YOUR GOAL
Only the lines from the one containing "Could you please indicate the clear" through the end of the data below should be copied, each exactly as written and with both ends kept.

=== TASK INPUT ===

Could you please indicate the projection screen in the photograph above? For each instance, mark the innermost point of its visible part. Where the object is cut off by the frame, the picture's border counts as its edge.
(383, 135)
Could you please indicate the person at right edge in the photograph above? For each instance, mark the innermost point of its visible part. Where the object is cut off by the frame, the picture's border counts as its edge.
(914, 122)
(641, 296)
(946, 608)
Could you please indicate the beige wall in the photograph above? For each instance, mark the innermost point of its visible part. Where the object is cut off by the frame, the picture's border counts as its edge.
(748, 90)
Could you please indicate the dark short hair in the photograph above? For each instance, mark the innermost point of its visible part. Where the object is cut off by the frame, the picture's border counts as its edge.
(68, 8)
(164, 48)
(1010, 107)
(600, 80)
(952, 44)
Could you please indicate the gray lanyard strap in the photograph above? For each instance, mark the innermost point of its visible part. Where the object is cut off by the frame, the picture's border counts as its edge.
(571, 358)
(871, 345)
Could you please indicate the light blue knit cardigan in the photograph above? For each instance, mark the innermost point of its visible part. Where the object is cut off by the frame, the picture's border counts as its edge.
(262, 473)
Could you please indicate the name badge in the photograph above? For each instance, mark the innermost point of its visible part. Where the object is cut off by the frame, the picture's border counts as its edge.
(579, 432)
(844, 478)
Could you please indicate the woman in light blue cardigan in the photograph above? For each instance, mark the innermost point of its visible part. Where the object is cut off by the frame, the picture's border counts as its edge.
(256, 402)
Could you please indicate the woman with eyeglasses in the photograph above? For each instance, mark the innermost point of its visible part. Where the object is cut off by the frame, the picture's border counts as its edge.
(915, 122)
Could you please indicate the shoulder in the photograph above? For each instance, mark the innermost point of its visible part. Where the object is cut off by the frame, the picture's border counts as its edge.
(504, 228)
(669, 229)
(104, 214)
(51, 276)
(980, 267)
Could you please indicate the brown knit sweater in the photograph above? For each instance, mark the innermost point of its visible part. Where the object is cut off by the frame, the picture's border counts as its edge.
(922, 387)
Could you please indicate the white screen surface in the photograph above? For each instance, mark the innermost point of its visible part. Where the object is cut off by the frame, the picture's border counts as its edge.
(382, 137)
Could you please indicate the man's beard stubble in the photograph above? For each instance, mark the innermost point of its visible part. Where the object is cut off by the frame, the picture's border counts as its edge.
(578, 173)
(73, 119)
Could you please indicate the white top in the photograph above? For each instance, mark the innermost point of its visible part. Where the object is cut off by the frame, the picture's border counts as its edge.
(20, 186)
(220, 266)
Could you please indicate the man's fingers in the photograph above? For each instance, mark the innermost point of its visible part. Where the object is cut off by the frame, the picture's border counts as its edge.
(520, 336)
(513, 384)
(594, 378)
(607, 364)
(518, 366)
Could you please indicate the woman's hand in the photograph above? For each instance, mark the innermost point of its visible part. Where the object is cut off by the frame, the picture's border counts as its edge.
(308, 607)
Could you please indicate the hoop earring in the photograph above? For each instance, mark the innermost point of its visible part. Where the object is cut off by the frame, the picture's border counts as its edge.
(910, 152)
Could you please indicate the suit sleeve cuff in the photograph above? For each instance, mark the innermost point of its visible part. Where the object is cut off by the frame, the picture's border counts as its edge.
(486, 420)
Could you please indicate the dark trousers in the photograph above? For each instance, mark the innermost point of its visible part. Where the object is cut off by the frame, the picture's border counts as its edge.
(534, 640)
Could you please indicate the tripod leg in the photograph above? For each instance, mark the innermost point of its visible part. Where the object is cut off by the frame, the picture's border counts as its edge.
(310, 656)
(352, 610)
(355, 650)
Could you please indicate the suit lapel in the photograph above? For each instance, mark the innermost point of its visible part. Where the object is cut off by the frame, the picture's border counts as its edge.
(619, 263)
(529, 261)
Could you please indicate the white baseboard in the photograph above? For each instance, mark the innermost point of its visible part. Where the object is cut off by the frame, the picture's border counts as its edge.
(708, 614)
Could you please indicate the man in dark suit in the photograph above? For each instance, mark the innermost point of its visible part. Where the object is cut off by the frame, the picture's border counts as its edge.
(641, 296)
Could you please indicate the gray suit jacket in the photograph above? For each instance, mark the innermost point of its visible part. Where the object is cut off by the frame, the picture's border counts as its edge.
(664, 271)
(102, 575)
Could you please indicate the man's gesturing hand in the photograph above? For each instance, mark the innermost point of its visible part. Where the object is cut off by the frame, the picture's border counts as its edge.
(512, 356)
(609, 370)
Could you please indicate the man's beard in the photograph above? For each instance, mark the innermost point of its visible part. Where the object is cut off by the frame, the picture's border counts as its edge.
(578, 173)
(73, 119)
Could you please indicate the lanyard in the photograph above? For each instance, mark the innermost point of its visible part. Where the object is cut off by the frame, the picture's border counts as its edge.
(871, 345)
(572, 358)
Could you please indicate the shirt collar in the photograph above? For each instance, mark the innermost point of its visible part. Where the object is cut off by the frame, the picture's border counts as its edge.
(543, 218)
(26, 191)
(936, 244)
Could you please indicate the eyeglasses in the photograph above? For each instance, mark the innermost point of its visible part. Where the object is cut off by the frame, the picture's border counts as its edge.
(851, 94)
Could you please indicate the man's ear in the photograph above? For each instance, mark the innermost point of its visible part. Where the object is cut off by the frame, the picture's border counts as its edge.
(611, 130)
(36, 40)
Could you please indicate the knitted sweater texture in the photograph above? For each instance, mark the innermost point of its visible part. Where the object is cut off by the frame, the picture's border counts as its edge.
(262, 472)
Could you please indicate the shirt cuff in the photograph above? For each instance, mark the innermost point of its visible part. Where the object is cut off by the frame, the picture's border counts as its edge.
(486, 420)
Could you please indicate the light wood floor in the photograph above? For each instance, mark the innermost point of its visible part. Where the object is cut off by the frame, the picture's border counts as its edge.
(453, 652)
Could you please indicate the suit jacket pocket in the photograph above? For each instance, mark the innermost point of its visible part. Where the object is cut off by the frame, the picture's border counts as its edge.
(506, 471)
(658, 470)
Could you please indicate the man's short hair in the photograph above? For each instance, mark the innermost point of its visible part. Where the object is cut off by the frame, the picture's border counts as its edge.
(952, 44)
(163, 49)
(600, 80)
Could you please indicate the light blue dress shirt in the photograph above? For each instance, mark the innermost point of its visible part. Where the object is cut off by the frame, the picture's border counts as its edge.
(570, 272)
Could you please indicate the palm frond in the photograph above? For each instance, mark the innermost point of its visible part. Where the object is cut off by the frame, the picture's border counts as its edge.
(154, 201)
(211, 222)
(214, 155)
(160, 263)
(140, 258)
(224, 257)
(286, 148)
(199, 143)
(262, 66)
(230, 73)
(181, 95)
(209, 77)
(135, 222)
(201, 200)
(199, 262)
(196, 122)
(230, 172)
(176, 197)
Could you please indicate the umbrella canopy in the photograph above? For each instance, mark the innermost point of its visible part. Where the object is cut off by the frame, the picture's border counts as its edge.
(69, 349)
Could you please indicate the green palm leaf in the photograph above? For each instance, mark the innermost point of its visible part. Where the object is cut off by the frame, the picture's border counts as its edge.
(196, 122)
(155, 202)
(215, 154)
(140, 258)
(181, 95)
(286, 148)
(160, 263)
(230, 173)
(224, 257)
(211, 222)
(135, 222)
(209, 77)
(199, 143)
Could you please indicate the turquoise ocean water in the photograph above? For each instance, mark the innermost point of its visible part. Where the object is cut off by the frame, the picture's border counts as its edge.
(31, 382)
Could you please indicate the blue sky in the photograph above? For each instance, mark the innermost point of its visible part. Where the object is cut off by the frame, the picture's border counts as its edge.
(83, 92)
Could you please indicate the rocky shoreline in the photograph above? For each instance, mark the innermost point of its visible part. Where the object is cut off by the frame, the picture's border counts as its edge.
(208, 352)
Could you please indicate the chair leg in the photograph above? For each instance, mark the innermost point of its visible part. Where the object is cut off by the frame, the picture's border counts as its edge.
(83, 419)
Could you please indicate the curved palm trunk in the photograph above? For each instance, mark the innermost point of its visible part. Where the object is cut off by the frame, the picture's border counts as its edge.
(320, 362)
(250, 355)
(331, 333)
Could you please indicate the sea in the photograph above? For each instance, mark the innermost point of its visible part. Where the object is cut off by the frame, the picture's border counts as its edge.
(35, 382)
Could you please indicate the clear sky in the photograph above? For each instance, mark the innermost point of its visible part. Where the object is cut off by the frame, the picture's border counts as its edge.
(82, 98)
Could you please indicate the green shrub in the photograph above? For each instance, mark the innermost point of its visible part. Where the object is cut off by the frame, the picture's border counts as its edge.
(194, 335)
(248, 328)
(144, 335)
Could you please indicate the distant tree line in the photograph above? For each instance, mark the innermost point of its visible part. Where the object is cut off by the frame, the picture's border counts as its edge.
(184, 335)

===

ANSWER IN FULL
Could you please indicate the clear sky in the photograph above? For each instance, mark the innermost point of its visible part. Where the object is cut off by the frame, the picture's border counts as its edge.
(82, 98)
Could you please indicate the green shrub in the photograph above? For each instance, mark the innermost point of its visible part. Where the object is cut off by the frame, the picture's border counts as its edge.
(194, 335)
(248, 328)
(144, 335)
Could you please indicate the distant tree line in the photograph above? For each instance, mark the innermost point of its visible part. Where the object is cut off by the frame, the picture's border counts as its edge.
(184, 335)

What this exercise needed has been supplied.